§ **What is being asked**: Could you set down the listing below exactly, leaving out its pictures?

§ **Data excerpts**:
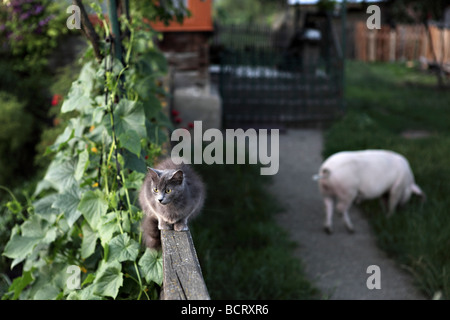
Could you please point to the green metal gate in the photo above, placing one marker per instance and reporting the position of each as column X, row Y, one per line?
column 263, row 84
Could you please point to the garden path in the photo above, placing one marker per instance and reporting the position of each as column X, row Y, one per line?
column 336, row 263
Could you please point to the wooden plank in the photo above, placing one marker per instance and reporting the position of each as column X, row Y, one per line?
column 183, row 279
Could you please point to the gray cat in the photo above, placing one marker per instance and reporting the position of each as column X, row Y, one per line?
column 170, row 195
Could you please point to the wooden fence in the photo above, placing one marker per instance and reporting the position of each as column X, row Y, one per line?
column 404, row 42
column 183, row 279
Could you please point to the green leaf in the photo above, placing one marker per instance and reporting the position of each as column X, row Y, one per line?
column 60, row 174
column 21, row 283
column 134, row 163
column 93, row 206
column 83, row 162
column 89, row 241
column 19, row 247
column 47, row 292
column 77, row 99
column 68, row 203
column 109, row 280
column 108, row 227
column 44, row 208
column 131, row 141
column 151, row 265
column 83, row 294
column 129, row 115
column 123, row 248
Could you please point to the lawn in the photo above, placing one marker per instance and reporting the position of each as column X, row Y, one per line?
column 383, row 102
column 243, row 253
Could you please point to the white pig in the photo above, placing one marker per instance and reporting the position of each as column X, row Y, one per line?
column 350, row 176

§ **Result**:
Could you please point to the green metal gate in the photo above, placing one marker per instance and reporting the position of each as column X, row Y, one per line?
column 263, row 84
Could you please point to the garden path in the photo above, placing one marker per instance and reporting the position of each as column X, row Y, one per line?
column 336, row 263
Could you please point to the wooden plank in the photo above, placing one marker per instance and reporting the position of each as column X, row Y, one per line?
column 183, row 279
Could you please point to the gray cat in the photo above, placing one marker per instance and reporting the position of each as column X, row Y, one per line?
column 170, row 195
Could you please point to the wooden fence in the photo above, placing one marker per instance and reporting the position of each as column X, row Y, one per line?
column 404, row 42
column 183, row 279
Could you please point to the green leaf in the photo above, placing one marker per instance and reporting the position of each as column X, row Y, one per line?
column 60, row 174
column 21, row 283
column 134, row 163
column 93, row 206
column 83, row 162
column 89, row 241
column 19, row 247
column 47, row 292
column 77, row 99
column 68, row 203
column 109, row 280
column 108, row 227
column 44, row 208
column 131, row 141
column 151, row 265
column 83, row 294
column 129, row 115
column 123, row 248
Could you please point to the lawn in the photo above, placing one marker per instance and reporting the position of each as column X, row Y, one per line?
column 383, row 102
column 243, row 253
Could you please point to the white pig in the photo above, placing one marker per instance and reporting the position of each as column X, row Y, one per line?
column 350, row 176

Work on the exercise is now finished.